─── 提供された抜粋

ドストエフスキー作品メモ

『分身』について


米川正夫

(
典拠:米川正夫「ドストエーフスキイ研究」第2章:分身(『ドストエーフスキイ全集 別巻』)

ベリンスキイは、この作品に漲っている幻想的な色彩を、根本的な欠陥と見なして、「現代では、幻想的なものは精神病院でのみ扱われるべきもので、文学においてではない。これは医師の管轄の属すべきもので、詩人の関するところではない」と断定している。

しかしながら、かつてベリンスキイは、科学も文学も同様に、自然・人生の真実を究明することを使命とするが、ただ違うところは、科学が理論と証明を手段とするのに対して、文学は形象の再現によって、感情を通して認識させる点に存する、というような意味を述べたことがある。

まさしく、ドストエーフスキイは『分身』のなかで「幻想的なもの」(この場合では精神錯乱)という人間的な一現象を、形象によって再現したのであって、ただ芸術的な表現が完璧でなかったというに過ぎない。

1956年に発表された『ドストエーフスキイ』で、エルミーロフが、ベリンスキイの断定を敷衍して、「精神病理そのものは臨床家の分野であって、芸術家のそれではない。『分身』の中ではそれが独立した意義を持った場合が多すぎる」といい、作者は「病める魂の上に超越することなく、主人公の世界感覚と一体化した」ことを責めている。

まさしくドストエーフスキイは非凡な作家として、主人公の世界感覚と一体化したには相違ないが、それと同時に「病める魂の上に超越」したのである。もしそうでなかったら、ドストエーフスキイはゴリャートキンといっしょに、発狂していたはずではないか。

エルミーロフは、『狂人日記』の中には詩があるけれども、『分身』にはただ精神病理学があるのみだ、と断定している!それよりもさらに前にベリンスキイは、『分身』によって初めて芸術化された近代文明の産物、近代都会の生んだ現象を、いとも簡単に否定したばかりか、嘲笑せんばかりであった。ところが、ドストエーフスキイは、これを科学の反面である文学によって、大きく肉づけしたのみならず、かかる現象に対して人類的な悲哀をいだき、これを絶滅せんことを、おそらく無意識に祈願したのである。

──────
─── 提供された資料

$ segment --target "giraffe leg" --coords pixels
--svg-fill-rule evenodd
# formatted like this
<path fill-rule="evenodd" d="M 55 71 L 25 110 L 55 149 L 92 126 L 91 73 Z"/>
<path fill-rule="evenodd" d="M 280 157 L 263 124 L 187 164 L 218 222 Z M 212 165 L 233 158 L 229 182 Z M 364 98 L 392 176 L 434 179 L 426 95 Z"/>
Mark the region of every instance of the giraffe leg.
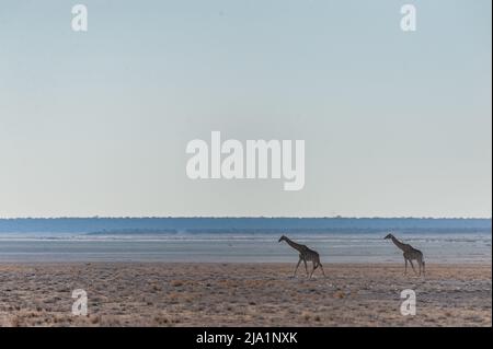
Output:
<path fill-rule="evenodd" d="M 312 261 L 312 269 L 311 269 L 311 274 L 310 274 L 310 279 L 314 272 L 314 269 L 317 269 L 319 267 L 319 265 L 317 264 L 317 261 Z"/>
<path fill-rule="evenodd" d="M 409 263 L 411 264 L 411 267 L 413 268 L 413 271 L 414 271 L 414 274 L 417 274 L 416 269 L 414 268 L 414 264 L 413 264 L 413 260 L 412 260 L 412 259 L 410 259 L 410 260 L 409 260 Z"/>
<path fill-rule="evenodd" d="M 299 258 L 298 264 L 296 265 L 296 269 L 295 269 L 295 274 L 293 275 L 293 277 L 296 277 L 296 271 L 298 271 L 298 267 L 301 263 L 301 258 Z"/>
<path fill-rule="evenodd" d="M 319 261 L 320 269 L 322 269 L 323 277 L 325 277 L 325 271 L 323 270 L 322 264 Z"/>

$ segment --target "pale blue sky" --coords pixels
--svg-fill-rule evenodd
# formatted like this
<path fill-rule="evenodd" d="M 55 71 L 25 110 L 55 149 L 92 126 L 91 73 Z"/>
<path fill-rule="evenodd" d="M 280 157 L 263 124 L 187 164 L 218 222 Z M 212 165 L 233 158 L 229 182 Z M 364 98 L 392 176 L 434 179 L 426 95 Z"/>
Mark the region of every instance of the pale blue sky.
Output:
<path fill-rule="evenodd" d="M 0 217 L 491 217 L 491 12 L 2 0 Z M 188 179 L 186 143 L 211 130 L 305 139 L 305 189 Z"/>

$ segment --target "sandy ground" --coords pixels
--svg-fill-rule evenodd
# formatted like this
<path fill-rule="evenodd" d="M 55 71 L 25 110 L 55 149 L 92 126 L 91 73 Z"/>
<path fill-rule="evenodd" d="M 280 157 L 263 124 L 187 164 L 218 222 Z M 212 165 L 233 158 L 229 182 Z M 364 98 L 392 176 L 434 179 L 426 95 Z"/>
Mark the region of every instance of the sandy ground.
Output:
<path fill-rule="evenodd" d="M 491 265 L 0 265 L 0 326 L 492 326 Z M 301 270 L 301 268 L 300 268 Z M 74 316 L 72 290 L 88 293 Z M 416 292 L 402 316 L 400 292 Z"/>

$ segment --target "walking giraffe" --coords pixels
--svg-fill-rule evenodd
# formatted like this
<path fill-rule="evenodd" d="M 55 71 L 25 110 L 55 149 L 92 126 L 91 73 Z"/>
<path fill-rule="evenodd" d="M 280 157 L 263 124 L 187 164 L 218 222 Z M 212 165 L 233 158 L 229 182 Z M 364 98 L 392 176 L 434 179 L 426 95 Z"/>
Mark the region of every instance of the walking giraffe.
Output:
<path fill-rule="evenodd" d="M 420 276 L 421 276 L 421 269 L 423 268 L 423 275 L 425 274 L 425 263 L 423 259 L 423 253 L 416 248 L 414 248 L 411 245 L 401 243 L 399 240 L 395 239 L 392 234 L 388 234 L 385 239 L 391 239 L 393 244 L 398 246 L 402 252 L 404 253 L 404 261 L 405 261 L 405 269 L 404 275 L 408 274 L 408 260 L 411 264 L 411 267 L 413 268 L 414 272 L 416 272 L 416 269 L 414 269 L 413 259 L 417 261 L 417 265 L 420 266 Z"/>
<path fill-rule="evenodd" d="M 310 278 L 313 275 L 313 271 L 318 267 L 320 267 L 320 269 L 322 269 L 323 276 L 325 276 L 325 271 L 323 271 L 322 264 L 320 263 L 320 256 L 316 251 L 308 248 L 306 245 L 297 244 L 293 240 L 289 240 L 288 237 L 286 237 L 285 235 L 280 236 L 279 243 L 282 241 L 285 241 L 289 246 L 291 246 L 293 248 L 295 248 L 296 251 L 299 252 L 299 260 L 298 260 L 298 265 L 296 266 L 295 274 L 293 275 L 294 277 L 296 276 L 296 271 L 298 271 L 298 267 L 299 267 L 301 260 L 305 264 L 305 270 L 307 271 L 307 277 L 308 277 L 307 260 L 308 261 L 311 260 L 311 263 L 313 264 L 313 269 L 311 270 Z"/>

──────

取り組む課題:
1. 『分身』を論じた抜粋によると、エルミーロフの『ドストエーフスキイ』は何年に発表されましたか。
2. 『分身』を論じた抜粋の最後の文に続けて、その論考を書き継いでください。

各課題の解答:
1. 1956年です。

2.
かくしてドストエーフスキイは、『狂人日記』のポプリーシチンの発狂、『鼻』のコヴァリョフの分裂という二つのテーマを総合して、先師をはるかに凌ぐ思想的な作品を創造した。彼は自分の鋭い感覚と知性をもって、ゴーゴリの幻想的な作品の蔵する魅力を分析し、その思想を深化し、現代化したうえ、どうしてこのような現象が起こるかを示したのである。

主人公のゴリャートキンは、単に地下生活者のみならず、『悪霊』のスタブローギン、『未成年』のヴェルシーロフ、イヴァン・カラマーゾフの先駆者として、ドストエーフスキイの創作において、最初の大きな道標の役をつとめている。ドストエーフスキイ自身も、その意義を自覚して、1877年の『作家の日記』でこんなことをいっている。

「この小説は断然失敗であったが、その着想はかなり立派なもので、あの構想以上にまじめなものは、わたしもかつて文学の中へ導入したことがない。が、形式はぜんぜん不成功であった。その後15年たって、うんと直したけれど、そのときもこの作品がまったくの失敗作だということを、ふたたび確信した。もしいまわたしがこの着想を取り上げるとしたら、ぜんぜん別の形式を与えたであろう」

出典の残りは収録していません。